**Directive:** Retype, without alteration, each line from the line containing "Practice step: find the wispy" to the final line of the records.

(Object pointing dataset rows)

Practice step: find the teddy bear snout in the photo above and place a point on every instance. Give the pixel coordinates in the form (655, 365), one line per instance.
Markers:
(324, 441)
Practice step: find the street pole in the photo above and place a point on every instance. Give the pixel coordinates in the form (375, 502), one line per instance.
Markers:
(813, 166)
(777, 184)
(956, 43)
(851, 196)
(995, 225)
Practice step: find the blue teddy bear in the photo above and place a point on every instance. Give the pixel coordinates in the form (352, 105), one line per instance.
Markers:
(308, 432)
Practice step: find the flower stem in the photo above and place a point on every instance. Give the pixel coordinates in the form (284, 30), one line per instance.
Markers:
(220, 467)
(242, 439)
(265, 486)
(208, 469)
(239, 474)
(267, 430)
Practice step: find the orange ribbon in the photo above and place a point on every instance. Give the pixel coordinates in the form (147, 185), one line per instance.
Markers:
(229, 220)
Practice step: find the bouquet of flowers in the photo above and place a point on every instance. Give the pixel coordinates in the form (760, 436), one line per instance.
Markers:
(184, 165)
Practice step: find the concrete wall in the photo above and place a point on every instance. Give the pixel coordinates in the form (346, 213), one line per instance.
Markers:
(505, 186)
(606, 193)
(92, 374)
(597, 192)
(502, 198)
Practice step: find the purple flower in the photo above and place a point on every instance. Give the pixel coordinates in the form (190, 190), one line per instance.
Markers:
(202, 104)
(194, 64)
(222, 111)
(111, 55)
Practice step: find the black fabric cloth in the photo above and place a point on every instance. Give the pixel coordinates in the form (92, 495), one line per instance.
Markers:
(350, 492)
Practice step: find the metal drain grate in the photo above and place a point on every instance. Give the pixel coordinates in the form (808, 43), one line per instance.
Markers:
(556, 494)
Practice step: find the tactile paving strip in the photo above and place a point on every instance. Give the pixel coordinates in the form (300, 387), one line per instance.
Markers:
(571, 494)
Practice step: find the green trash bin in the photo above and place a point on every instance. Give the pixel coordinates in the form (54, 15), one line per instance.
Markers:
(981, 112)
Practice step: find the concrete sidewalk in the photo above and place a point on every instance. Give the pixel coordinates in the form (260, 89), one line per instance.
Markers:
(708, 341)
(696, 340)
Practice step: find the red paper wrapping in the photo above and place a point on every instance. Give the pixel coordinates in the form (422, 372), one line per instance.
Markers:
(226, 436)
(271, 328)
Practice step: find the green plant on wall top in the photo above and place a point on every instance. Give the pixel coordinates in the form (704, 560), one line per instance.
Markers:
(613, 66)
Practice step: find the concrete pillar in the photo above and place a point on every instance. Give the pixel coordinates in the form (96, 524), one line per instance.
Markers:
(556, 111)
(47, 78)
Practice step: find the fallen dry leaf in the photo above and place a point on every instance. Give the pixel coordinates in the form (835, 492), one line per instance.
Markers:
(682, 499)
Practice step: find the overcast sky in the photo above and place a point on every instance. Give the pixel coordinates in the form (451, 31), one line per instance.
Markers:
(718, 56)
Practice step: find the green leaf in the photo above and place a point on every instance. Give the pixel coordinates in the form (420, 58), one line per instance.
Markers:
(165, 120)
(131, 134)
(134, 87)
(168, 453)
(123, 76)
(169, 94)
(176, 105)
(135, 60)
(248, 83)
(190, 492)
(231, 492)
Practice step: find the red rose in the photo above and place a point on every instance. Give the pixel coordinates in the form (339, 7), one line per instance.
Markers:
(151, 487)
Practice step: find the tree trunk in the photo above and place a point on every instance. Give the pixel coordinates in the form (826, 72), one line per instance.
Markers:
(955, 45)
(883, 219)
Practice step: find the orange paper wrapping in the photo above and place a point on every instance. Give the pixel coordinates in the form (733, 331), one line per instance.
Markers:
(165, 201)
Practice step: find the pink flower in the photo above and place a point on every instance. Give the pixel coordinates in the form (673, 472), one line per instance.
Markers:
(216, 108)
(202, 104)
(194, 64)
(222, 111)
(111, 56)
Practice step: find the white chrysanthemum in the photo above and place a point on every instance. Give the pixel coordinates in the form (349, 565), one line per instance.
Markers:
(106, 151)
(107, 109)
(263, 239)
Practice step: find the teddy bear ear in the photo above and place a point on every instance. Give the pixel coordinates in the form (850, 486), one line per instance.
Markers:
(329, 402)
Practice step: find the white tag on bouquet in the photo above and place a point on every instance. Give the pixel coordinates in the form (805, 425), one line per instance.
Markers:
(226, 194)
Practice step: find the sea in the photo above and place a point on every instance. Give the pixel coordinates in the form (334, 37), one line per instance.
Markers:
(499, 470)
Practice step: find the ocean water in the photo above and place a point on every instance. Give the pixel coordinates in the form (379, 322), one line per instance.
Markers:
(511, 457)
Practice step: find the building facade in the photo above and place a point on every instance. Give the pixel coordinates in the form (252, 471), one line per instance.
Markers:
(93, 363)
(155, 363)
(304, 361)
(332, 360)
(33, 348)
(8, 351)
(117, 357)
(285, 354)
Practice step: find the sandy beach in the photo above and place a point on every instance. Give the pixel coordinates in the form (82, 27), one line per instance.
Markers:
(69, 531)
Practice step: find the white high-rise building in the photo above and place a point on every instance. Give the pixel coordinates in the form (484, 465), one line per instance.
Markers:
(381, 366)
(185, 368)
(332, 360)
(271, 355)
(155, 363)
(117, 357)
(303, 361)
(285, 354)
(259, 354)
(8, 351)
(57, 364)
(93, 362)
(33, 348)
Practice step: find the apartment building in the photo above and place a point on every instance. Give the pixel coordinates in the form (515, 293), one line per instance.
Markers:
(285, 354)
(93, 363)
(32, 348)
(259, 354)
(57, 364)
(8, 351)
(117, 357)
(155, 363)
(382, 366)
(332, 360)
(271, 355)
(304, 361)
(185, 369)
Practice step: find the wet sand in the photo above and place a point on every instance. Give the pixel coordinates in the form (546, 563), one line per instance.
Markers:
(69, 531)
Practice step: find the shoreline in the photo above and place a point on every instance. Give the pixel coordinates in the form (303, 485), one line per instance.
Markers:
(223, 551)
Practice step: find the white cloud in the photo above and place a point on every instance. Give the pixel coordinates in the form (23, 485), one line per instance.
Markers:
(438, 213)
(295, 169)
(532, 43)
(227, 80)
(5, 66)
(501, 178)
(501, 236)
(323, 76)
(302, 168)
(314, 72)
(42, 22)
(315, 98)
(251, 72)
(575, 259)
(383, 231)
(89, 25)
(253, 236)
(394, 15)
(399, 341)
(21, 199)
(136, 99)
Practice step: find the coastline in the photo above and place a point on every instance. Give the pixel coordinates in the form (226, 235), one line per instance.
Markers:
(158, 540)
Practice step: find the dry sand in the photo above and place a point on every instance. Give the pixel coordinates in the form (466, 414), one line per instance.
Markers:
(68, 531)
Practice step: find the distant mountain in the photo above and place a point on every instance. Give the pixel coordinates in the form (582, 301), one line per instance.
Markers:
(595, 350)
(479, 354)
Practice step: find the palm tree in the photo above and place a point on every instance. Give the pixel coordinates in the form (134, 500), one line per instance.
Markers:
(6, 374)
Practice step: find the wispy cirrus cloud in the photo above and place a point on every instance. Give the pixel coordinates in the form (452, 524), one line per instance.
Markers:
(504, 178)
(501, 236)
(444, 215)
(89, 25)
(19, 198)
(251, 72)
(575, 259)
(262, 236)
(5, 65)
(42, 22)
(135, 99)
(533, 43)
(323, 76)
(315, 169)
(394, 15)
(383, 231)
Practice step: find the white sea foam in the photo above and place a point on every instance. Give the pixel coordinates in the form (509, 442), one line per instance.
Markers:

**Reply to the exercise:**
Practice step: find the wispy cirrus cloud in the photo above and place a point on every instance. Give the pixel coordinates in the form (452, 524), one line per instance.
Markers:
(504, 178)
(501, 236)
(444, 215)
(89, 25)
(19, 198)
(251, 72)
(575, 259)
(262, 236)
(5, 65)
(42, 22)
(135, 99)
(533, 43)
(323, 76)
(315, 169)
(394, 15)
(383, 231)
Practice step: find the white sea foam in the photo above and place a point on every instance. Give the pixel coordinates in the form (509, 442), one line per instance.
Markers:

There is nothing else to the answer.